(Listed records begins)
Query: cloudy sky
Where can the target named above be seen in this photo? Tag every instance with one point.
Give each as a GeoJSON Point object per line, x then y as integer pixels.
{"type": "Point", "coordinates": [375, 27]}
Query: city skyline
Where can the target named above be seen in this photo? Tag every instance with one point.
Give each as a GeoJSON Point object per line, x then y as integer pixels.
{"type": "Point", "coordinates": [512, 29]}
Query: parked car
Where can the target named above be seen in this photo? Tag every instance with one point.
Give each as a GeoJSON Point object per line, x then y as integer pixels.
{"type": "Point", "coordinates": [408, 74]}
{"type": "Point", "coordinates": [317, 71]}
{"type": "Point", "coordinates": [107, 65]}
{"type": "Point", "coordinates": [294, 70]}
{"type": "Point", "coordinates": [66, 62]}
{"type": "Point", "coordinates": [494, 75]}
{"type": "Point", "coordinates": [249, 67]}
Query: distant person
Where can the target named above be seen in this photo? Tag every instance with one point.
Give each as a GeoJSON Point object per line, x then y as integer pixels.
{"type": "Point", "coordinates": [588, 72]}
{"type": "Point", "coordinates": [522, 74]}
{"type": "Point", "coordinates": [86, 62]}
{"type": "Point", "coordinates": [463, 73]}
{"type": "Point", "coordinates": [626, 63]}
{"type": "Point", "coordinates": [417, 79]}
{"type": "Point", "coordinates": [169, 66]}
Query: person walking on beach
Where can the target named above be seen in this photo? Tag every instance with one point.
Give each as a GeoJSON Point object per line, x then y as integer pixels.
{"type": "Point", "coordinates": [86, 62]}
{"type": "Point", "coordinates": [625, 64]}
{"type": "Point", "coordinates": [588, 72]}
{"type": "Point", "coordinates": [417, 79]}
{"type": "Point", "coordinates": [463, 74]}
(Listed records ends)
Each line of the entries above that has the word "Query" is to be copied.

Query: cloudy sky
Query: city skyline
Query: parked car
Query: distant person
Query: person walking on beach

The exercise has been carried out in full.